• DATA FOR ANALYSIS:
Start of Block

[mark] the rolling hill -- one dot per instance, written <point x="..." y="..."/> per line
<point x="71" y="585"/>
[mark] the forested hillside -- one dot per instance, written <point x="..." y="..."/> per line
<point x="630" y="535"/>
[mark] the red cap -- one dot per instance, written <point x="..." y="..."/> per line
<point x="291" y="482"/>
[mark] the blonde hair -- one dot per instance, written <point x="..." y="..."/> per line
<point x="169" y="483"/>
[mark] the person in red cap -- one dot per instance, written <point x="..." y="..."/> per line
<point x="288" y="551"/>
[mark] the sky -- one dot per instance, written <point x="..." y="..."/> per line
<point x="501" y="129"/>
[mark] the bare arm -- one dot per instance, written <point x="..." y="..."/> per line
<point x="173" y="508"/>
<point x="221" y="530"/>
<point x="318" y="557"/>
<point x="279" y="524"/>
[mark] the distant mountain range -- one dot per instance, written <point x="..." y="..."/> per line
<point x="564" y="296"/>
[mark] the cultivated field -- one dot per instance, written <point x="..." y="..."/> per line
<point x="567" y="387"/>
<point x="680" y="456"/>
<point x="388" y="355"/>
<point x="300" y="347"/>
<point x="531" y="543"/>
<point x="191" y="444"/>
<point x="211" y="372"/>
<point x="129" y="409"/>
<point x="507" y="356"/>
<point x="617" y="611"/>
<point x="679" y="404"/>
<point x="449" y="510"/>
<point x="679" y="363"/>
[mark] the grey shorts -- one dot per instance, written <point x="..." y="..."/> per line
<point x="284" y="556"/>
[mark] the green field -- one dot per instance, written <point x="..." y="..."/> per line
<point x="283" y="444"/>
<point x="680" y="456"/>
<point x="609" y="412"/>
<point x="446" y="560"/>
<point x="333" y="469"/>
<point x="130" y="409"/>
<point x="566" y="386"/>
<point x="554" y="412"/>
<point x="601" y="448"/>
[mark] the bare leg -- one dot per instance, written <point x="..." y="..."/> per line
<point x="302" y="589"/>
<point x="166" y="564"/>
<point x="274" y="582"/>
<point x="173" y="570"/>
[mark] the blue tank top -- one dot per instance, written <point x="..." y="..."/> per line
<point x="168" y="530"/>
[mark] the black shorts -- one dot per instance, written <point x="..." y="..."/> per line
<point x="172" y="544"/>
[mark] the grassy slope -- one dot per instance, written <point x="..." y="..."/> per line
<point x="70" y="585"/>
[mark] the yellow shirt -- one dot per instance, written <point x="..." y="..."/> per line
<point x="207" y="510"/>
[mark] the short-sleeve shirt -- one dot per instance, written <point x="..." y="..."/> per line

End of Block

• WHAT YOU WILL DO: All of the records above need to be copied exactly.

• WRITTEN ANSWER:
[mark] the rolling hill -- one dot per instance, written <point x="..." y="..."/> per line
<point x="71" y="585"/>
[mark] the forested hillside -- one dot per instance, written <point x="..." y="..."/> per line
<point x="630" y="535"/>
[mark] the red cap -- one dot per instance, written <point x="..." y="..."/> per line
<point x="291" y="482"/>
[mark] the blonde hair -- one dot per instance, written <point x="..." y="..."/> per line
<point x="169" y="483"/>
[mark] the person in red cap -- one dot per instance, written <point x="..." y="..."/> per line
<point x="288" y="551"/>
[mark] the sky -- one dot per instance, written <point x="..." y="..."/> per line
<point x="501" y="129"/>
[mark] the bare arm -- one dot per instance, written <point x="..." y="..."/> per line
<point x="173" y="508"/>
<point x="221" y="530"/>
<point x="318" y="557"/>
<point x="279" y="524"/>
[mark] the distant mountain range -- one dot per instance, written <point x="..." y="..."/> per line
<point x="564" y="296"/>
[mark] the cultivated field -- one dot per instance, written <point x="..." y="..."/> per line
<point x="567" y="387"/>
<point x="680" y="456"/>
<point x="388" y="355"/>
<point x="300" y="347"/>
<point x="531" y="543"/>
<point x="191" y="444"/>
<point x="211" y="372"/>
<point x="129" y="409"/>
<point x="507" y="356"/>
<point x="617" y="611"/>
<point x="679" y="404"/>
<point x="449" y="510"/>
<point x="679" y="363"/>
[mark] the grey shorts -- one dot per instance, written <point x="..." y="..."/> per line
<point x="284" y="556"/>
[mark] the green field -- one dot per instance, written <point x="..." y="..."/> per line
<point x="283" y="444"/>
<point x="680" y="456"/>
<point x="609" y="412"/>
<point x="446" y="560"/>
<point x="333" y="469"/>
<point x="130" y="409"/>
<point x="566" y="386"/>
<point x="554" y="412"/>
<point x="601" y="448"/>
[mark] the bare leg -- one dot per instance, written <point x="..." y="..."/> per line
<point x="302" y="589"/>
<point x="166" y="564"/>
<point x="274" y="582"/>
<point x="173" y="570"/>
[mark] the blue tank top -- one dot per instance, written <point x="..." y="..."/> per line
<point x="168" y="530"/>
[mark] the black shorts -- one dot per instance, written <point x="..." y="..."/> per line
<point x="172" y="544"/>
[mark] the grassy slope -- one dot per instance, written <point x="..." y="..."/> per line
<point x="70" y="585"/>
[mark] the yellow shirt -- one dot per instance, written <point x="..." y="..."/> per line
<point x="207" y="510"/>
[mark] the short-sleeve shirt -- one dot per instance, written <point x="..." y="..."/> per line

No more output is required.